CONSIGNE: Reprenez sous forme de liste à puces le paragraphe du document source qui commence par « Mirabeau n’était point ainsi », en conservant ses faits principaux.

Ironie, causticité rentrée, pénétration compréhensive, explication déliée et naturelle de beaucoup de faits qu’il réduit à paraître simples, d’extraordinaires qu’ils avaient semblé, ce sont ses qualités, dont quelques-unes touchent à des défauts. Il invoque plus d’une fois Montesquieu ; il dit qu’à une certaine époque de sa vie il relisait Les Provinciales tous les ans : mais il n’a pas le javelot comme Montesquieu et comme Pascal ; il ne donne jamais à l’esprit de son lecteur une impulsion inattendue qui le réveille, qui le transporte et l’incite à la découverte. Il est dans son fauteuil quand il écrit, et il vous y laisse en le lisant : ou, s’il se lève, ce n’est que pour faire deux ou trois tours de chambre, pendant lesquels il arrange sa phrase et concerte son expression.

Mirabeau n’était point ainsi : on le sait très bien, et je ne le remarquerais pas s’il ne lui était arrivé un jour, impatienté de cette froideur, de lancer contre Gibbon et son Histoire une tirade véhémente. Ce n’est point à la tribune, mais dans une lettre, qu’il eut cet éclat. Mirabeau était à Londres en 1785 ; il dînait chez le marquis de Lansdowne avec plusieurs Anglais de distinction, et, par un singulier quiproquo, il crut y voir et y entendre Gibbon en personne, lequel en ce moment habitait la Suisse. Peu importe qui il prit pour lui, peu importe même de savoir si tout ceci n’est pas une légère invention de sa part. Ce qui est positif, c’est sa lettre qu’on a, et qui est adressée à Samuel Romilly. Mirabeau s’emporte contre la personne qu’il suppose être Gibbon, et contre les discours qu’il dit avoir entendus de sa bouche. Il était près, assure-t-il, de lui répondre ; il s’est ressouvenu aussitôt de son Histoire, de cette Histoire élégante et froide, où il est tracé « un tableau si odieusement faux de la félicité du monde », à cette écrasante époque de l’établissement romain :

Je n’ai jamais pu lire son livre, ajoute-t-il, sans m’étonner qu’il fût écrit en anglais ; à chaque instant j’étais tenté de m’adresser à M. Gibbon et de lui dire : « Vous, un Anglais ! Non, vous ne l’êtes point ! Cette admiration pour un empire de plus de deux cents millions d’hommes, où il n’y a pas un seul homme qui ait le droit de se dire libre ; cette philosophie efféminée qui donne plus d’éloges au luxe et aux plaisirs qu’aux vertus ; ce style toujours élégant et jamais énergique, annoncent tout au plus l’esclave d’un électeur de Hanovre. »

DONNÉES FOURNIES:
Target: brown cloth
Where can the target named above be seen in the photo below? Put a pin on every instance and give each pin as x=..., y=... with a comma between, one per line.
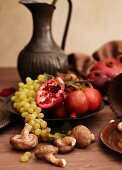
x=110, y=49
x=81, y=63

RÉPONSE COMPLÈTE:
- Mirabeau n’avait pas cette froideur. Impatienté par celle de Gibbon, il lança un jour une tirade véhémente contre lui et son Histoire.
- Cet éclat eut lieu dans une lettre, non à la tribune.
- En 1785, à Londres, Mirabeau dînait chez le marquis de Lansdowne avec plusieurs Anglais de distinction.
- Par un quiproquo, il crut y voir et entendre Gibbon, qui habitait alors la Suisse. Il se peut même que l’épisode soit une légère invention de sa part.
- Le fait certain est sa lettre adressée à Samuel Romilly. Il s’y emporte contre la personne qu’il croyait être Gibbon et contre les propos qu’il dit lui avoir entendu tenir.
- Il assure avoir été près de lui répondre. Il s’est alors rappelé cette Histoire « élégante et froide », qui trace « un tableau si odieusement faux de la félicité du monde » à l’époque de l’établissement romain.